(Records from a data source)
===
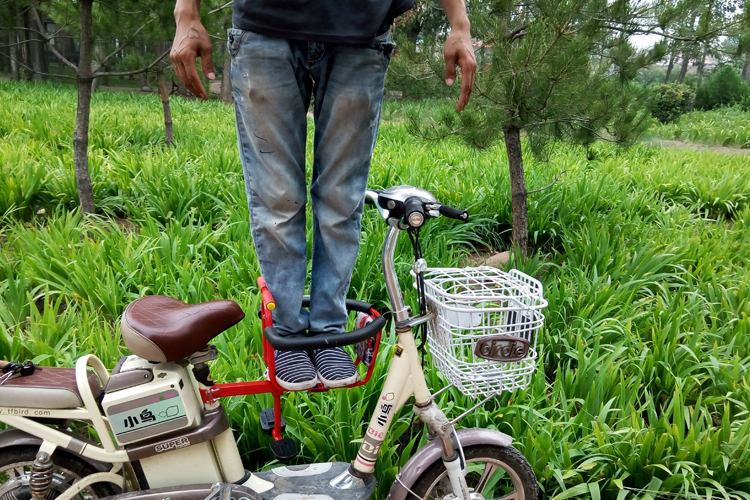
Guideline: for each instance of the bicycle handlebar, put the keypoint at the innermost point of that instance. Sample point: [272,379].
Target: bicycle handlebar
[453,213]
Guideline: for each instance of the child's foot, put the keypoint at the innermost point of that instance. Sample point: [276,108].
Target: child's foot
[294,370]
[335,367]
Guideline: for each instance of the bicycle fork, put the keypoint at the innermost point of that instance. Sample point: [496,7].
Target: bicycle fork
[405,378]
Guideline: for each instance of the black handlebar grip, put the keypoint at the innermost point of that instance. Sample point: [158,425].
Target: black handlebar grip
[453,213]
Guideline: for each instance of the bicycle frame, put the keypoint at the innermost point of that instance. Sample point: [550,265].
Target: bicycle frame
[404,379]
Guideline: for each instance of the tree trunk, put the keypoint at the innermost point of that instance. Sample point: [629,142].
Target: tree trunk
[15,74]
[6,41]
[36,50]
[168,132]
[685,64]
[23,49]
[672,57]
[226,78]
[518,190]
[701,66]
[81,132]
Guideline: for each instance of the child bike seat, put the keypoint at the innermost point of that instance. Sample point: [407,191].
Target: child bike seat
[162,329]
[47,388]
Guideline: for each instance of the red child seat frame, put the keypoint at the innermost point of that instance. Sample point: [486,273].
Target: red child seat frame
[270,386]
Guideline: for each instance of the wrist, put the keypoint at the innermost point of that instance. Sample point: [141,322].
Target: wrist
[186,14]
[461,25]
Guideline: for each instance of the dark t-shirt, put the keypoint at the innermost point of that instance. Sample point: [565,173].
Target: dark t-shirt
[353,22]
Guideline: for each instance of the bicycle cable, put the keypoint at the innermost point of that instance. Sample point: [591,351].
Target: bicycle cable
[419,279]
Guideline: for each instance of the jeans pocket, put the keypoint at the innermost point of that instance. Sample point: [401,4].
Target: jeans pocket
[234,40]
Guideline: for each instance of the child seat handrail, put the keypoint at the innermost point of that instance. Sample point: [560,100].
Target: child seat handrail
[302,343]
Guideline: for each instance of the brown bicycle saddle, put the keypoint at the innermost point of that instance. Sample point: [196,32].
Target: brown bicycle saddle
[162,329]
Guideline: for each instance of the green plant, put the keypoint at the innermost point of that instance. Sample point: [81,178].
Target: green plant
[723,88]
[670,101]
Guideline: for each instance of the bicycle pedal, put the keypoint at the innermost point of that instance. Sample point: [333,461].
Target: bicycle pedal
[284,450]
[267,421]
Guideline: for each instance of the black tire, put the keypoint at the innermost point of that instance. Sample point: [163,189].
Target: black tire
[16,463]
[506,462]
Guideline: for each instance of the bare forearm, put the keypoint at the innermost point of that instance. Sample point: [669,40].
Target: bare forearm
[187,9]
[455,11]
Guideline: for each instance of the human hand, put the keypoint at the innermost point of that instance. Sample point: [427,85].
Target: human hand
[458,51]
[191,41]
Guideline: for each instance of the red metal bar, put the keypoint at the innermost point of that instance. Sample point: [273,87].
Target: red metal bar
[268,302]
[276,433]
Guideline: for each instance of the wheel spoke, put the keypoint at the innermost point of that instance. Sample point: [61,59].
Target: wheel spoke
[489,469]
[509,496]
[17,471]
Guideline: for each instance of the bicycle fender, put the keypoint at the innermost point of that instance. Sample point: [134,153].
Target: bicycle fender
[433,452]
[13,437]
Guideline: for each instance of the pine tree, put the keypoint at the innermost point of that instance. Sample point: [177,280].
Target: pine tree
[549,70]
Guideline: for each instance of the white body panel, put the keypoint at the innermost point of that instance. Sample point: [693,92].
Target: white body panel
[196,464]
[182,410]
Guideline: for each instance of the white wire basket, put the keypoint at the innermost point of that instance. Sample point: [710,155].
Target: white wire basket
[483,337]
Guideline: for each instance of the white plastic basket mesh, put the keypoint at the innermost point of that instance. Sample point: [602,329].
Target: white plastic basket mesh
[475,302]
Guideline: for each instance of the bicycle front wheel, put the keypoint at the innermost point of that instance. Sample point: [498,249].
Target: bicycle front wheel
[494,472]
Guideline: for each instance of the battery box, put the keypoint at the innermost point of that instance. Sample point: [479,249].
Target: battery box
[164,405]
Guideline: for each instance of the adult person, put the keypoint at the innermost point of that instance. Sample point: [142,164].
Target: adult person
[285,54]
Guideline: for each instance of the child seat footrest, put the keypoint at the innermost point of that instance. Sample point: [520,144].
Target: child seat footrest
[302,343]
[267,422]
[284,449]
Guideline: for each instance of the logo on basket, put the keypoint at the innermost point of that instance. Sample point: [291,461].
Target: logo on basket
[504,348]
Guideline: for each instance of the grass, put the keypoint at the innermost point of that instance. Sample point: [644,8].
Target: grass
[720,127]
[643,389]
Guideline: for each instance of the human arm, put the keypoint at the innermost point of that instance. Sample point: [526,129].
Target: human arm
[458,50]
[191,41]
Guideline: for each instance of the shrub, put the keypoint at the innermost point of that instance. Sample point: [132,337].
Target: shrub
[671,101]
[723,88]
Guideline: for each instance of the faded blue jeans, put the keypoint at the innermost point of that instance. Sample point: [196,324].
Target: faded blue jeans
[274,80]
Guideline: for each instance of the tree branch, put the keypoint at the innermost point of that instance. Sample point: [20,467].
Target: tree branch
[549,185]
[135,71]
[126,44]
[57,53]
[222,7]
[37,72]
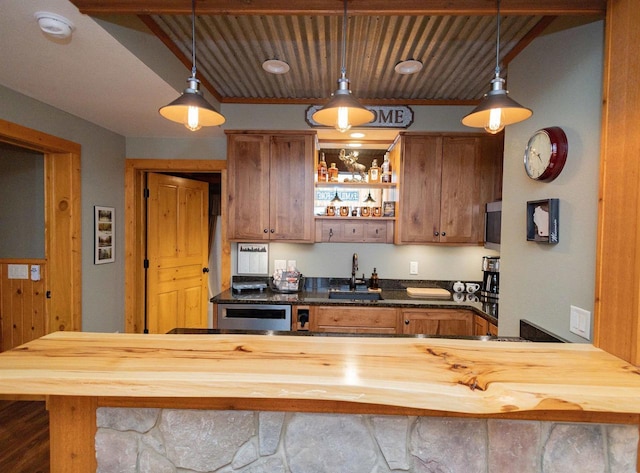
===
Work order: Reproduce only the lines above, starting at the line with "Target: dark t-shirt" and ending at the line with "Guideline: for each instance of the bare", exactly as written.

Solved problem:
Target: dark t-shirt
[353,22]
Guideline: for each instance of the bicycle cable, put the keypoint at the innermost point of that instance. Sample point: [591,351].
Target: bicycle cable
[419,279]
Guideline: for each instance of the jeans pocket, put the keypoint at the innermost point of that instance. Sample point: [401,4].
Target: jeans pocket
[234,40]
Guideline: for each instance of the child seat handrail, put the keypoint at the innermost point of that instance. Sample point: [560,100].
Target: child seat handrail
[302,343]
Guideline: for each instance of the brown bicycle saddle, put the keypoint at the innermost point of that instance. Sample point: [196,32].
Target: brown bicycle saddle
[162,329]
Guideline: for each instance of the green plant, put the keypoint at the innermost point of that instance. Sample point: [81,178].
Target: green plant
[723,88]
[670,101]
Guideline: for each instance of the bicycle pedal, put the keypoint at the innermost point of that instance. Sample point: [333,461].
Target: bicycle pedal
[284,450]
[267,421]
Guideline: for each instance of the black tire, put the keypoint at the innermost point of that instance. Sample point: [163,189].
Target: black tire
[16,463]
[506,462]
Guideline: for each instance of the bare forearm, put the keypoint at the innermost point of that instance. Sample point: [669,40].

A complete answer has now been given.